===== THE INPUT =====

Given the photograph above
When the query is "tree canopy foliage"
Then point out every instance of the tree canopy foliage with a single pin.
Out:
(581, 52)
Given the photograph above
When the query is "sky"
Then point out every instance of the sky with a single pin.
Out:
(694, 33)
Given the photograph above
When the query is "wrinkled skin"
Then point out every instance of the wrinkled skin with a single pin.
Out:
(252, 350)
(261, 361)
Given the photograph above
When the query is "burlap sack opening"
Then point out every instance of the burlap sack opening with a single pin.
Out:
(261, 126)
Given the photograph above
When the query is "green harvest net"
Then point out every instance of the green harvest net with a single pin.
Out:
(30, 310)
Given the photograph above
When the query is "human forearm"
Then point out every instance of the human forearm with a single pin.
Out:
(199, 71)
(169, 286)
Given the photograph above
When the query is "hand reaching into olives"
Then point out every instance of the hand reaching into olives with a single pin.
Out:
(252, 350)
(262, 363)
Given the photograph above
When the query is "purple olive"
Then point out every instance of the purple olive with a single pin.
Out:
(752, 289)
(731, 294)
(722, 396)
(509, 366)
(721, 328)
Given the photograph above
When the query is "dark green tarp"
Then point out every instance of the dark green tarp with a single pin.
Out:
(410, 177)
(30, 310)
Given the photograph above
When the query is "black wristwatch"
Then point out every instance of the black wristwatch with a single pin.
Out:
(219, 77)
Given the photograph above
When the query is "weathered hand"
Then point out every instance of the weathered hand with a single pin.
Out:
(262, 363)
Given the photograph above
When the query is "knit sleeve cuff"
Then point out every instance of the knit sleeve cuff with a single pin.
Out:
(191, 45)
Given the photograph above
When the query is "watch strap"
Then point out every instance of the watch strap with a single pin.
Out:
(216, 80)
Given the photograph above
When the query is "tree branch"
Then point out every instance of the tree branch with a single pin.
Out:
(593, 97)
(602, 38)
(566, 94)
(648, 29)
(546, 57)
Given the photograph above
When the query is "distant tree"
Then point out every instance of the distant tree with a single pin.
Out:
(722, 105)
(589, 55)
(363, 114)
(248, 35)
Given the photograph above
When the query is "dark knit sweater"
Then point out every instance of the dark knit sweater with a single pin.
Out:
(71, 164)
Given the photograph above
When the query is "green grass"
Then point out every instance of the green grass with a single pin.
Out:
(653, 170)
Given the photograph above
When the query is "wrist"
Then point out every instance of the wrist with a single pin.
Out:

=====
===== THE INPUT =====

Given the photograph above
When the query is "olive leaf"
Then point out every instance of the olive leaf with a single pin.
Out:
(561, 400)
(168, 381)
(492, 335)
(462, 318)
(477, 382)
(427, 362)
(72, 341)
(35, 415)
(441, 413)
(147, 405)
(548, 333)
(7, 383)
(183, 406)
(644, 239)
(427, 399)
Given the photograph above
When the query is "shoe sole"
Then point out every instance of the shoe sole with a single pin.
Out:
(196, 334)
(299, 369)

=====
===== THE INPUT =====

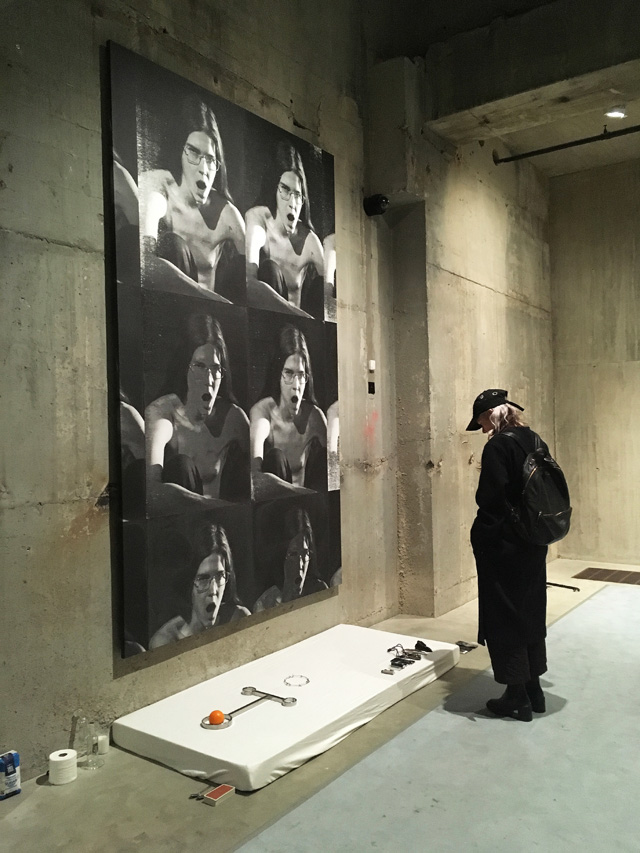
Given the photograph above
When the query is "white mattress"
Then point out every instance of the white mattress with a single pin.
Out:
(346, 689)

=====

● **WORK INSTRUCTION**:
Search the material for lines holding the word "skin", then say how many there are and nothing more.

● **RESULT**:
2